__Required actions__
- a) Could you reproduce the passage from the Kellam High School article, starting at the words "It was one friend’s" and ending after "Beach Circuit Court.", with "greeting card" replacing "birthday card"?
- b) Does the Kellam High School article support each of these statements? Answer yes or no for each, and quote the deciding words from the article. (i) The birthday gifts were exchanged after classes ended. (ii) Police and prosecutors concluded that no crime had been committed. (iii) A student reported the interaction to the principal.
- c) How would the Kellam High School article go on after its last sentence? Continue it from that point.

__Excerpt provided__
==============================
VIRGINIA BEACH — On the morning of March 12, a group of Kellam High School friends got together at their usual gathering spot outside the school.

It was one friend’s birthday, and they celebrated by giving him presents before classes began. The gifts included a birthday card with handwritten notes, some candy and a bag of fried chicken. Videos later obtained from school surveillance cameras showed the group hugging and laughing after the gift exchange, according to a lawsuit recently filed in Virginia Beach Circuit Court.

A teacher who witnessed the interaction told Kellam Principal Ryan Schubart about it soon after, the lawsuit said. The concern: The three boys offering the fried chicken were white, while the one receiving it was Black, suggesting a play on a racist stereotype about Blacks and fried chicken.

Soon, the students were brought in for questioning. They told school officials it was all just a joke. The teen celebrating his birthday told them he thought the gift was funny, and said he’d even asked his friends to give him fried chicken, the lawsuit said. Police and prosecutors were notified, but determined no crime had been committed, according to the claim.
==============================
__Extracted records__

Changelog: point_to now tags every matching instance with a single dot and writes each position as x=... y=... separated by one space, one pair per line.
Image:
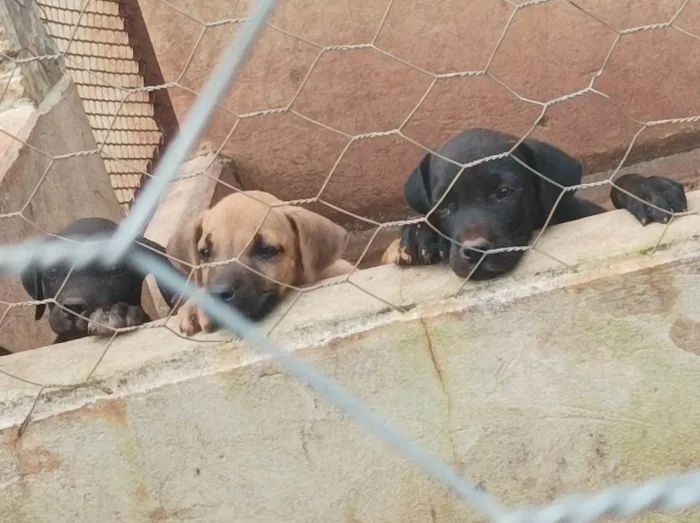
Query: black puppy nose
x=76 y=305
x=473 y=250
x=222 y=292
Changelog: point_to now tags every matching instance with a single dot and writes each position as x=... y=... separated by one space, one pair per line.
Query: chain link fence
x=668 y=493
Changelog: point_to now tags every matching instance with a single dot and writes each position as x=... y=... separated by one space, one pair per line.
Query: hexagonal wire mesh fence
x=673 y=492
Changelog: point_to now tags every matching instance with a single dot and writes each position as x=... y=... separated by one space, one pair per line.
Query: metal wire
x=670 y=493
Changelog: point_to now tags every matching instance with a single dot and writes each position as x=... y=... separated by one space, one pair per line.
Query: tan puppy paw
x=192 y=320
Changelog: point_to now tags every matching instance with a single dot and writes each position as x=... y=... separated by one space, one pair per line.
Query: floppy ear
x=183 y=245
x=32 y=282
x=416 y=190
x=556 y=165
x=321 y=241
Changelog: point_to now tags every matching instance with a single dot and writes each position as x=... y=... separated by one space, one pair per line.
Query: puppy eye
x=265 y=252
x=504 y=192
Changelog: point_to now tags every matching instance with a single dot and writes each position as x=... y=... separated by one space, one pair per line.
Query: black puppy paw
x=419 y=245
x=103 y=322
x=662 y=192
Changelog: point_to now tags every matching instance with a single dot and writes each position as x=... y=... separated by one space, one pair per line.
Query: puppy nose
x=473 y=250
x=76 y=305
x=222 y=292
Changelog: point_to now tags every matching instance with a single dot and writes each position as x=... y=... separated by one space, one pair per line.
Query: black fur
==============================
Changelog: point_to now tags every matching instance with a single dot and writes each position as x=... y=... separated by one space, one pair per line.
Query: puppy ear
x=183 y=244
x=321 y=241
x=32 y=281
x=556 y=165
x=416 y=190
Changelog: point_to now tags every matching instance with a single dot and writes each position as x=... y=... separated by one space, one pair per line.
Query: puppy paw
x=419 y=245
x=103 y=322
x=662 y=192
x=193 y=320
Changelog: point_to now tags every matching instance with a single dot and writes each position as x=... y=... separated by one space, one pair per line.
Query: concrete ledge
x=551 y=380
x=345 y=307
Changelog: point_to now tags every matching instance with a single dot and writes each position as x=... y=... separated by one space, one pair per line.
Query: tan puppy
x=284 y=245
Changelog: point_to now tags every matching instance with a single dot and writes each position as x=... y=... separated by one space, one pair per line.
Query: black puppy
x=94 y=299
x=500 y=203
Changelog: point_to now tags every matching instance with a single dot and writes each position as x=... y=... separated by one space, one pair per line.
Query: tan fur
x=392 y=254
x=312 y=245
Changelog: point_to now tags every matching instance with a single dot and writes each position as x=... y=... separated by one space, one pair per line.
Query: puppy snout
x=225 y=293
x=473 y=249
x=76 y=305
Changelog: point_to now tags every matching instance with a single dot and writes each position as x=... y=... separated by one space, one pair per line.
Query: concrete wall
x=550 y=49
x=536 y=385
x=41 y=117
==============================
__Responses to the exercise__
- a)
It was one friend’s birthday, and they celebrated by giving him presents before classes began. The gifts included a greeting card with handwritten notes, some candy and a bag of fried chicken. Videos later obtained from school surveillance cameras showed the group hugging and laughing after the gift exchange, according to a lawsuit recently filed in Virginia Beach Circuit Court.

- b)
(i) No: "they celebrated by giving him presents before classes began."
(ii) Yes: "Police and prosecutors were notified, but determined no crime had been committed."
(iii) No: "A teacher who witnessed the interaction told Kellam Principal Ryan Schubart about it soon after."

- c)
Within hours, representatives of the NAACP, school board and community members were contacting the school. The next day, Schubart authorized an email to all parents that described the incident as “racist harassment” and said the students, who weren’t named in the email, would be disciplined “to the fullest extent possible,” the lawsuit said. Local TV reports soon followed.

That was the last day the three teens attended Kellam, and now they have filed a $10 million dollar lawsuit against Schubart. They were suspended from school and they claim that — as a result of the school email and the TV stories that followed — they’ve repeatedly been threatened with bodily harm, stalked, confronted by strangers in a hostile manner and have suffered damage to their property.

A spokesperson for Virginia Beach Public Schools said the district was reviewing the lawsuit with legal counsel. Schubart couldn’t be reached by The Virginian-Pilot and no attorney was listed for him in online court records. Schubart recently was appointed principal of Princess Anne High School, the schools spokesperson said, and the move will become effective July 1.

The students who are suing are not named in the lawsuit to protect them from further damage to their reputations, according to their attorney, Tim Anderson. Though they weren’t named in the email, other students and parents quickly figured out who they were, he said. All three have been homeschooled since their suspension, and do not plan to return to Kellam next year though they’ve been told they can, he said.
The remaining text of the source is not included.